• Set problem:
Print the listing below word for word, reproducing every line from start to finish without any change.

Dataset excerpts start

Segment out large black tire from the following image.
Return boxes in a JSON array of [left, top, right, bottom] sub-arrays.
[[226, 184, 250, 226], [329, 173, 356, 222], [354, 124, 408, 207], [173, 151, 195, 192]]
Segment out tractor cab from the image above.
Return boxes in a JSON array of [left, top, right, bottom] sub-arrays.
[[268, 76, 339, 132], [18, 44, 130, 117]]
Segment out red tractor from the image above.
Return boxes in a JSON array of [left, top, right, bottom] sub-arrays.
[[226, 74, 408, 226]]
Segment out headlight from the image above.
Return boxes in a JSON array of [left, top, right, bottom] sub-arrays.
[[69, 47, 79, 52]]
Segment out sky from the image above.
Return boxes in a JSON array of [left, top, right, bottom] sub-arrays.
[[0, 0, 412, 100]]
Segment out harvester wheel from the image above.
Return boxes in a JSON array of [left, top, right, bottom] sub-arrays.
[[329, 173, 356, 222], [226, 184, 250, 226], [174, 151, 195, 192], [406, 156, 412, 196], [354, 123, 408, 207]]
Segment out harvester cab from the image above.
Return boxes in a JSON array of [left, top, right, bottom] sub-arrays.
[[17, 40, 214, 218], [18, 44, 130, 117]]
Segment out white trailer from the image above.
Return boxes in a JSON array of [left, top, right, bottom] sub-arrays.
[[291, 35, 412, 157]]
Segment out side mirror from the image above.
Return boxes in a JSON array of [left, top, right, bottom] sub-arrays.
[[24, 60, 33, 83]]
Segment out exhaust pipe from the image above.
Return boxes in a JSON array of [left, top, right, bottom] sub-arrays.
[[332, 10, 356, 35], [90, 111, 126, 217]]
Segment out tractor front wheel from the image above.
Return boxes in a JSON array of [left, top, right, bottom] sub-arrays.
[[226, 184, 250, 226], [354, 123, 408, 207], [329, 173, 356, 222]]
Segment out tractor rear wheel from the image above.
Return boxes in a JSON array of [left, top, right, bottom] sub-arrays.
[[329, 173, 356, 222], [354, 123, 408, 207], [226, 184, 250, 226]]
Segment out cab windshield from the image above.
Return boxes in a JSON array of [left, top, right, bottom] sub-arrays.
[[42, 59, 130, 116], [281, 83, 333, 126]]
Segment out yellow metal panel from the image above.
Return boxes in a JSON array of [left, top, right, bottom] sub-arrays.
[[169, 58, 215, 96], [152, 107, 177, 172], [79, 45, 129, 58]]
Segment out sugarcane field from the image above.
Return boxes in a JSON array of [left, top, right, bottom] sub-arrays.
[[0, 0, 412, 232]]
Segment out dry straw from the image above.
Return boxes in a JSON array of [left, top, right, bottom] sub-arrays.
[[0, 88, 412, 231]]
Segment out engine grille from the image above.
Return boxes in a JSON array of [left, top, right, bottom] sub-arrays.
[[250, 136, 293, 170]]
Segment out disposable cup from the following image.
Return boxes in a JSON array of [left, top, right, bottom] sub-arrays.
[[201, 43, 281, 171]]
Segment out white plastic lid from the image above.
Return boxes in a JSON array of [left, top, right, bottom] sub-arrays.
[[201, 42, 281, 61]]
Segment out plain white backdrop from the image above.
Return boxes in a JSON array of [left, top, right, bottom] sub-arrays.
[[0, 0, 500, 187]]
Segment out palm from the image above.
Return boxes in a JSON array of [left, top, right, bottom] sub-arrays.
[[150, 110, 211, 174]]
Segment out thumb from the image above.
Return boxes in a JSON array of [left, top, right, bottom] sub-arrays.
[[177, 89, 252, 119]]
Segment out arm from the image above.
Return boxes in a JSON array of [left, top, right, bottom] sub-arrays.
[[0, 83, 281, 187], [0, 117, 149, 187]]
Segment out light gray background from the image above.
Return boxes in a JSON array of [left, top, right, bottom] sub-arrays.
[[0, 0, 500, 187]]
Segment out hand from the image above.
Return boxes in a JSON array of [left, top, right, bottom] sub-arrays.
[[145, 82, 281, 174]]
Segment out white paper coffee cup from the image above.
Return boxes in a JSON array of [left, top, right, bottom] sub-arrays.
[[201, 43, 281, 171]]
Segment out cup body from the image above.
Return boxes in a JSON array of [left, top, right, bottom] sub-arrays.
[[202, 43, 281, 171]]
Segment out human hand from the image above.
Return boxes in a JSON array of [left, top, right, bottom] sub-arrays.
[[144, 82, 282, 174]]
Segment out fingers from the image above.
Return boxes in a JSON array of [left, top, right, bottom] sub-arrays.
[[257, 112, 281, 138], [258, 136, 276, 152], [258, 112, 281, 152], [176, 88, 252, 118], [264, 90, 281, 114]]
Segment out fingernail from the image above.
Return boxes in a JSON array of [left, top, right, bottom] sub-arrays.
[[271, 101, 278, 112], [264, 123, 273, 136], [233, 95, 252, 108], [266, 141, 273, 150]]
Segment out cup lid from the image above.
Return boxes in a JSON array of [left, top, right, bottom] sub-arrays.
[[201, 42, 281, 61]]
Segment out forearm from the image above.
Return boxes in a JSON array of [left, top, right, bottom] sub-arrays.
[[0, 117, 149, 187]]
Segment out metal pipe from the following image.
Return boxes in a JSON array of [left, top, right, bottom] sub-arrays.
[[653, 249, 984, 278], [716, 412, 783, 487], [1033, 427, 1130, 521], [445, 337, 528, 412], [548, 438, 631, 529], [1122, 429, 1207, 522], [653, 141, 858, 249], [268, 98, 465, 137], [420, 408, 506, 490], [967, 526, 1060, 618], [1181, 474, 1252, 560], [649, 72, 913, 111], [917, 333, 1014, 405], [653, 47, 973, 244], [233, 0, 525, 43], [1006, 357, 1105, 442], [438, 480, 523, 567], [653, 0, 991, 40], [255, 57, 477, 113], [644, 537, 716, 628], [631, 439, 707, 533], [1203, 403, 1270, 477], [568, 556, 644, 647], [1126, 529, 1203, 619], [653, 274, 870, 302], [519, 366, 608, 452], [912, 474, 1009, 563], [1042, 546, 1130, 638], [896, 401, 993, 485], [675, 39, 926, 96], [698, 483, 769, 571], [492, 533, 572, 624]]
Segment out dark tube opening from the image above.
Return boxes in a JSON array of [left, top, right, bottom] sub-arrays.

Dataset excerpts end

• Reply to the exercise:
Segment out large black tire from the following image.
Return boxes in a JSON array of [left, top, right, bottom] sub-arrays.
[[226, 184, 250, 226], [329, 173, 356, 222], [354, 124, 408, 207], [173, 151, 195, 192]]
Segment out tractor cab from the image above.
Return boxes in a JSON array of [left, top, right, bottom] sub-arrays.
[[268, 76, 339, 132], [18, 44, 130, 117]]
Segment out red tractor from the image above.
Return boxes in a JSON array of [left, top, right, bottom] sub-arrays.
[[226, 74, 408, 226]]
Segment out headlight from the image above.
Return boxes in a JSON array of [left, top, right, bottom] sub-arrays.
[[69, 47, 79, 52]]
Segment out sky from the image above.
Return boxes in a JSON array of [left, top, right, bottom] sub-arrays.
[[0, 0, 412, 100]]
Segment out harvester wheel from the image above.
Return boxes in a JSON array of [left, top, right, bottom] sub-arrays.
[[329, 173, 356, 222], [226, 184, 250, 226], [174, 151, 195, 192], [406, 156, 412, 196], [354, 123, 408, 207]]
Segment out harvester cab from the image above.
Return boxes in a JSON array of [left, top, right, bottom] sub-arrays.
[[17, 40, 214, 218], [18, 44, 130, 117]]
Segment out white trailer from the image above.
Return boxes in a JSON array of [left, top, right, bottom] sub-arrays.
[[291, 35, 412, 157]]
Segment out side mirror from the image above.
Return boxes in a JSON array of [left, top, right, bottom] sub-arrays.
[[24, 60, 33, 83]]
Segment out exhaust pipe from the image above.
Return boxes in a JSON array of [left, top, right, bottom] sub-arrays.
[[332, 10, 356, 35], [90, 111, 126, 217]]
Segment out tractor front wheel from the image above.
Return boxes in a JSON array of [left, top, right, bottom] sub-arrays.
[[226, 184, 250, 226], [354, 123, 408, 207], [329, 173, 356, 222]]
Segment out tractor rear wheel from the image above.
Return boxes in a JSON array of [left, top, right, bottom] sub-arrays.
[[329, 173, 356, 222], [354, 123, 408, 207], [226, 184, 250, 226]]
Segment out cab windshield from the image above.
Return boxes in a JSON array of [left, top, right, bottom] sub-arrays.
[[42, 59, 130, 116], [281, 83, 333, 126]]
Segment out yellow metal panel from the image above.
Return boxes in a JSON array of [left, top, right, bottom] sub-arrays.
[[169, 58, 215, 96], [152, 107, 177, 172], [79, 45, 129, 58]]
Segment out sugarcane field from the image above.
Return boxes in a JSON array of [left, top, right, bottom] sub-arrays.
[[0, 0, 412, 232]]
Segment out dry straw from the image above.
Return boxes in a JSON array of [left, top, right, bottom] sub-arrays.
[[0, 88, 412, 231]]
Segment out engine grille from the image above.
Return boxes in a JSON array of [left, top, right, bottom] sub-arrays.
[[250, 136, 293, 170]]
Segment out disposable cup from the following image.
Return boxes in a JSON array of [left, top, right, bottom] sub-arrays.
[[201, 43, 281, 171]]
Segment out white plastic lid from the image above.
Return boxes in a JSON array of [left, top, right, bottom] sub-arrays.
[[201, 42, 281, 61]]
Segment out plain white backdrop from the image above.
Return boxes in a JSON array of [left, top, right, bottom] sub-arrays.
[[0, 0, 500, 187]]
Segment out palm from the image above.
Return boxes in a JSON array of [left, top, right, bottom] sub-arrays.
[[150, 110, 211, 174]]
Segment out thumb from the image above.
Return boxes in a JSON array of [left, top, right, bottom] sub-arrays.
[[177, 89, 252, 119]]
Segment out arm from the image above.
Return boxes in a JSON array of [left, top, right, bottom] sub-arrays.
[[0, 83, 281, 187], [0, 117, 149, 187]]
Segment out light gray background from the image above.
Return boxes in a JSON array of [left, top, right, bottom] sub-arrays.
[[0, 0, 500, 187]]
Segment out hand from the image above.
Return boxes in a JSON array of [left, top, right, bottom] sub-arrays.
[[145, 82, 281, 174]]
Segment out white paper coffee cup from the image above.
Return boxes in a JSON array of [left, top, right, bottom] sub-arrays.
[[201, 43, 281, 171]]
Segment out cup body from the image above.
Return boxes in a JSON array of [left, top, right, bottom] sub-arrays.
[[202, 43, 281, 171]]
Segment out human hand from the image above.
Return boxes in a JSON array of [left, top, right, bottom] sub-arrays.
[[144, 82, 282, 174]]
Segment out fingers from the image above.
Return boxes in a JSON array of [left, top, right, bottom] sub-arrays.
[[257, 112, 281, 138], [258, 136, 276, 152], [258, 112, 281, 152], [176, 88, 252, 118], [264, 90, 281, 114]]
Segment out fingernail from the image above.
Return boxes in a JSON array of [left, top, right, bottom] sub-arrays.
[[271, 101, 278, 112], [264, 123, 273, 136], [233, 95, 252, 108], [266, 141, 273, 150]]
Segment out cup lid from the image above.
Return boxes in a JSON array of [left, top, right, bottom] sub-arrays.
[[201, 42, 281, 61]]
Segment out forearm from the image above.
Return boxes in a JSON array of [left, top, right, bottom] sub-arrays.
[[0, 117, 149, 187]]
Segment out metal pipe from the following image.
Return boxes in a JSON array of [left, top, right, bottom] sub-arrays.
[[653, 249, 984, 278], [716, 412, 783, 487], [1033, 427, 1130, 521], [445, 337, 528, 412], [548, 438, 631, 529], [1122, 429, 1207, 522], [653, 141, 858, 249], [268, 98, 465, 137], [420, 408, 506, 490], [967, 526, 1060, 618], [1181, 474, 1252, 560], [649, 72, 913, 111], [917, 333, 1014, 405], [653, 47, 973, 244], [233, 0, 525, 43], [1006, 357, 1105, 442], [438, 480, 523, 567], [653, 0, 991, 40], [255, 57, 477, 113], [644, 537, 716, 628], [631, 439, 707, 533], [1203, 403, 1270, 477], [568, 556, 644, 647], [1126, 529, 1203, 619], [653, 274, 870, 302], [519, 366, 608, 452], [912, 474, 1009, 563], [1042, 546, 1130, 638], [896, 401, 993, 485], [675, 39, 926, 96], [698, 483, 769, 571], [492, 533, 572, 624]]
Segment out dark tube opening from the image above.
Return boxes in a JSON array of [left, top, right, bottom] sub-arrays.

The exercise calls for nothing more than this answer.